• [Problem] In the design hiring article, how long did Lena Kul spend in design recruitment?

• [Document extract]
— START —

Design hiring isn't about being the best designer. It's about understanding that hiring is a completely different skill set than designing.
As Lena Kul, founder of a design recruitment firm and former lead recruiter at Mural, puts it:
“Design hiring is not design. Hiring an application is a different skill set and even if you're a good designer doesn't mean that you're very good at hiring or being hired.”
 
After spending seven years in design recruitment, and now running her own firm, Lena has seen thousands of portfolios. She knows exactly why yours gets ignored.
‼ Spoiler: It's probably not your design skills.
Let's rip off the band-aid and talk about how design recruitment works, the mistakes killing your job search, so you can do differently in 2026.
 
👉 The insight in this blog traces back to a thoughtful conversation with Lena — here’s the full discussion:
Video preview
How Design Recruitment Works AMA with Lena Kul
 

How design hiring works behind closed doors

 
How design hiring works behind closed doors
How design hiring works behind closed doors

The scoping problem

The dirty secret: most companies have no idea what they're looking for. Lena explains:
“You try to scope the role. So you try to make something out of nothing where you have to put an actual human and predict how they're going to be performing.”
 
The best recruiters help hiring managers ask the right questions:
  • What are the top three competencies?
  • What are nice-to-haves versus must-haves?
  • What does success look like for this candidate?
 
This is why job descriptions feel vague and contradictory, because companies are figuring it out as they go.
 

Competencies are your real filter

Once a role is scoped, competencies become the baseline for everything:
  • The outreach you receive
  • The questions recruiters ask
  • The job description you read
  • The criteria for moving forward
 
Example: If a company needs a “zero-to-one designer with strong visual skills,” you won't move forward without that experience. Period.
 
Lena is blunt about this:
“I don't have to get to know you because I know that you don't have my primary experience that I have identified for myself as the top experience that I want to see for my candidates.”
 
This isn't personal. It's matching.
 
The recruiter's job is to match what's described in the role to what's on the market. If you don't fit the competencies, you're filtered out, no matter how “passionate” or “creative” you claim to be.

— END —

• [Given data]
— START —

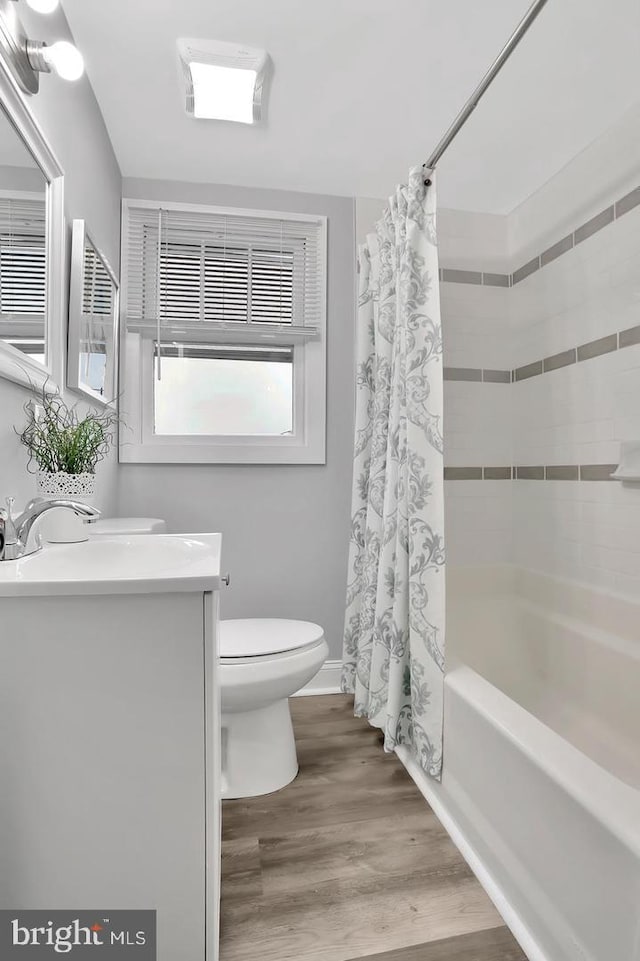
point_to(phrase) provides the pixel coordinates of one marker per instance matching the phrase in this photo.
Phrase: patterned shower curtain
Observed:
(394, 626)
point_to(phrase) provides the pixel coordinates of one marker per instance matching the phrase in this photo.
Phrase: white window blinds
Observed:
(200, 271)
(23, 266)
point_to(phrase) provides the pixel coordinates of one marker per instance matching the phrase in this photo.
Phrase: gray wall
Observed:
(70, 118)
(285, 529)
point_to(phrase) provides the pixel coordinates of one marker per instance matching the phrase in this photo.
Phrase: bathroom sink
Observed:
(139, 563)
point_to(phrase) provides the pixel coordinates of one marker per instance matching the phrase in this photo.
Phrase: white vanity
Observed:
(109, 721)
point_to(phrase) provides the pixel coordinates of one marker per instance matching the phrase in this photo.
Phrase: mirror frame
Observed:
(15, 365)
(79, 238)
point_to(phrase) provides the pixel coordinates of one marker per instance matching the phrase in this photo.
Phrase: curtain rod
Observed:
(484, 84)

— END —

• [Worked answer] Seven years.